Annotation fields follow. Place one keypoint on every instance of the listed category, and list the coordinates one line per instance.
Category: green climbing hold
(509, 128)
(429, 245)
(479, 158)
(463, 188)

··········

• **TASK PROMPT**
Go through the records above and repeat each one exactly.

• **ANSWER BELOW**
Annotation fields follow. Place one keypoint on every instance of the listed category, and list the coordinates one line per instance.
Category: green climbing hold
(509, 128)
(429, 245)
(479, 158)
(463, 188)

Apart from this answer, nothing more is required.